Reading passage:
Charities are warning that scrapping Covid rules could impact nearly 50,000 vulnerable people in Northamptonshire.
Groups representing at risk families said a lack of guidance from Prime Minister Boris Johnson is a concern for those forced into shielding to avoid deadly infection during the peak of the pandemic.
NHS Digital figures show 46,885 patients county-wide were classed as 'clinically extremely vulnerable' when the shielding programme ended last September. That includes 25,040 in the West Northants local authority area and 21,845 in the North
Of those, around one in five were aged between 70-79.
They were among 3.7 million people across England classed as clinically extremely vulnerable, although the government says the term is no longer used.
All coronavirus restrictions were scrapped in England from Thursday (February 24) — including the legal requirement for people who test positive to isolate – as part of the PM's 'Living with Covid' plan.
The Clinically Vulnerable Families support group says the move has left people who were once on the list in "a state of shock and anxiety".
Founder Lara Wong said: "The removal of protections means that the risk of catching Covid will increase."
She said these protections had allowed vulnerable people a "small taste of freedom" but they may be forced into making "impossible choices" between lives and livelihoods.
Mr Johnson said that restrictions could be lifted a month earlier than planned because of the "extraordinary success of the vaccination programme."
He added: "We now have sufficient levels of immunity to complete the transition from protecting people with government interventions to relying on vaccines and treatments as our first line of defence."

Tasks to perform:
1. Copy the stretch of the article about Covid rules in Northamptonshire from "Groups representing at" through "no longer used." word for word.
2. According to the article about Covid rules in Northamptonshire, who founded the Clinically Vulnerable Families support group?
3. Extend the article about Covid rules in Northamptonshire, picking up right after its final sentence.
The items that follow have nothing to do with the article about Covid rules in Northamptonshire.

Record set:
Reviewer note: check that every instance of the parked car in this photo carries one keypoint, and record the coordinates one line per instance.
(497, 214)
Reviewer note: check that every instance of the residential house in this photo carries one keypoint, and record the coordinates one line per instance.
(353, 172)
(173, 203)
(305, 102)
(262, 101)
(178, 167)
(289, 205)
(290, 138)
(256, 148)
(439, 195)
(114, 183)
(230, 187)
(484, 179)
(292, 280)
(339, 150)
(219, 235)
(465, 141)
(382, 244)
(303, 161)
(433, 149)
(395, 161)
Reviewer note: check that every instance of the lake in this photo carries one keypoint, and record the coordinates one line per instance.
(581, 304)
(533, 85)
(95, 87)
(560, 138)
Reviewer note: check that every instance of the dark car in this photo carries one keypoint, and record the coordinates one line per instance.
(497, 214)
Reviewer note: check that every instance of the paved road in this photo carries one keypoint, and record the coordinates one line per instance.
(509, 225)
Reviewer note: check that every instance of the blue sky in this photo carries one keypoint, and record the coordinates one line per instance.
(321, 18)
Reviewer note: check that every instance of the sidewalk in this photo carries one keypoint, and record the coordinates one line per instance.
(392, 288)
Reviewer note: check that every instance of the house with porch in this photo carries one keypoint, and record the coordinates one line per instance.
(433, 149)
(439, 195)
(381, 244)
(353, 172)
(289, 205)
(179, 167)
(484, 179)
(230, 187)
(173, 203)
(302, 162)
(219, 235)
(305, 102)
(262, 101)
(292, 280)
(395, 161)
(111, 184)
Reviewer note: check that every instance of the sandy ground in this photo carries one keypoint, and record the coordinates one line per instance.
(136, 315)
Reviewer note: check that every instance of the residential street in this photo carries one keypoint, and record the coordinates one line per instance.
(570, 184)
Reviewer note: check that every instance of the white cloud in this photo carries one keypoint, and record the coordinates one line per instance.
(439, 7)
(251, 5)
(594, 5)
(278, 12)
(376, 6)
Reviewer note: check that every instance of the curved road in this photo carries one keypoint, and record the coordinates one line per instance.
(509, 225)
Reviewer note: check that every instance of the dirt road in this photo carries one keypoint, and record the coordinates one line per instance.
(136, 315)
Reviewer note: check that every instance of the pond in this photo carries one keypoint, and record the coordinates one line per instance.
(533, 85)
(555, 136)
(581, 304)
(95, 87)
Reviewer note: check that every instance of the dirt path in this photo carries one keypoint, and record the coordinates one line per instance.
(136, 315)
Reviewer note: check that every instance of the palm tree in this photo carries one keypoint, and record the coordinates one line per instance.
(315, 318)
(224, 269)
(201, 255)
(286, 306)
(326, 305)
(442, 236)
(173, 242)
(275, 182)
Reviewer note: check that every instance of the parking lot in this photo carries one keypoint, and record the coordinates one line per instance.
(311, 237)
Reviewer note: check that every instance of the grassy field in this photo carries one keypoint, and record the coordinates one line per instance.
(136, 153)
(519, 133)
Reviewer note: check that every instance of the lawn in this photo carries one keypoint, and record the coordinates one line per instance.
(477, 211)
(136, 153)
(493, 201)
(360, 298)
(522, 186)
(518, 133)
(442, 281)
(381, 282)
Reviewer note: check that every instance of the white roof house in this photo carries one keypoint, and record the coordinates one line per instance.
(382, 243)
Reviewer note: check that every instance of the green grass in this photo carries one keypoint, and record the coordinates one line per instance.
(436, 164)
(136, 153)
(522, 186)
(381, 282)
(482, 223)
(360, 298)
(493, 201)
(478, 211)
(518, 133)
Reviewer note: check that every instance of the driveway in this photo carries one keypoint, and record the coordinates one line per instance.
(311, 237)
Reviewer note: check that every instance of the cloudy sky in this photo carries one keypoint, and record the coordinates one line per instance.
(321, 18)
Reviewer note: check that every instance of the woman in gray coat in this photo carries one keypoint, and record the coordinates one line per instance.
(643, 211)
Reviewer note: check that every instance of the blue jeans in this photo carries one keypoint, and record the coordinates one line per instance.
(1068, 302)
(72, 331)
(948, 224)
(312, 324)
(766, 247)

Answers:
1.
Groups representing at risk families said a lack of guidance from Prime Minister Boris Johnson is a concern for those forced into shielding to avoid deadly infection during the peak of the pandemic.
NHS Digital figures show 46,885 patients county-wide were classed as 'clinically extremely vulnerable' when the shielding programme ended last September. That includes 25,040 in the West Northants local authority area and 21,845 in the North
Of those, around one in five were aged between 70-79.
They were among 3.7 million people across England classed as clinically extremely vulnerable, although the government says the term is no longer used.

2. Lara Wong

3.
NHS England figures show 13 deaths in the last ten days and 107 so far this year have been linked to Covid among patients at Northamptonshire's two main hospitals.
The most common reason Northamptonshire folk were classed as vulnerable was because they were identified by an Oxford University tool, which assesses multiple factors to determine whether someone is at risk, such as their age, weight and ethnicity.
This applied to around 45 percent of patients in the area, where a reason was provided — followed by those with respiratory conditions that cause breathing difficulties, genetic metabolic and autoimmune diseases.
Disability charity Scope says many disabled people will feel forgotten by the PM's strategy, which also includes plans to scrap free testing in April.
James Taylor, executive director of strategy at the charity, said: “Disabled people having to rely on the personal choices of others and having no control over their own freedom and safety isn’t ‘living with Covid’, it’s living with fear.
“Ending self-isolation and phasing out testing will leave some disabled people rolling the dice every time they leave the house."
The Department of Health and Social Care says it recognises the importance of ensuring people at higher risk from Covid-19 get the right advice.
A spokeswoman added: "This may be particularly important for those whose immune system means that they are at higher risk.
“Vaccines are the best way we can protect ourselves from the virus and we continue to urge all those eligible to get boosted now.”